What can the gospel teach us about defeating militant Islam?
The recent spate of Islamic State sponsored attacks has again thrust the militant group onto the world stage. While military and intelligence forces attempt to stop their physical movements and financial strength, it is apparent that it takes more to stop an ideology.
This is the first in a series of articles that explores this topic. By comparing the gospel with militant Islam I want to highlight the differences in ideology.
The two great battles
Two Christian warriors from church history, Augustine and Luther, both wrote about the two great battles we face. The greater battle, they say, is within: with sin, our self-focused thoughts and submitting to Jesus rather than our self.
The lesser battle is against those who oppose the faith. And while militant Islam has a similar concept of an inner and outer battle, Christianity is different in that it "fights" and wins, not by its own efforts but through what Jesus has done. Let me explain the Christian view of these two battles before comparing it to militant Islam.

## [MATERIAL SHOWN]

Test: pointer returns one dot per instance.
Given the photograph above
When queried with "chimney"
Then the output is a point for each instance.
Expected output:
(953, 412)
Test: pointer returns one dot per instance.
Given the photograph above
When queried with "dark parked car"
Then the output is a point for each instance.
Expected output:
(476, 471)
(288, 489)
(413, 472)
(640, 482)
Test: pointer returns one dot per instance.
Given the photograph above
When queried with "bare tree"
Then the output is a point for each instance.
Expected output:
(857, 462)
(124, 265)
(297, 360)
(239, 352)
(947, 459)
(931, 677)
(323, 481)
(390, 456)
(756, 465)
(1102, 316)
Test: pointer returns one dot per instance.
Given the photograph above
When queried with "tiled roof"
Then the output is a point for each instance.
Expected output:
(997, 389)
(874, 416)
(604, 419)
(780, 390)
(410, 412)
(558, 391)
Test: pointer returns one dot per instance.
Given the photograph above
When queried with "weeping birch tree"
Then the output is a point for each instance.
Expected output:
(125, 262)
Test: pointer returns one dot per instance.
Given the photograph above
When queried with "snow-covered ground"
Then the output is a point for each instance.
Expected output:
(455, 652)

## [WHAT TO DO]
a - Copy the article on the gospel and militant Islam from "What can the" to "than our self.", swapping "ideology" for "worldview".
b - In the article on the gospel and militant Islam, which two figures from church history wrote about the two great battles?

## [FULL SOLUTIONS]
a -
What can the gospel teach us about defeating militant Islam?
The recent spate of Islamic State sponsored attacks has again thrust the militant group onto the world stage. While military and intelligence forces attempt to stop their physical movements and financial strength, it is apparent that it takes more to stop an worldview.
This is the first in a series of articles that explores this topic. By comparing the gospel with militant Islam I want to highlight the differences in worldview.
The two great battles
Two Christian warriors from church history, Augustine and Luther, both wrote about the two great battles we face. The greater battle, they say, is within: with sin, our self-focused thoughts and submitting to Jesus rather than our self.

b - Augustine and Luther.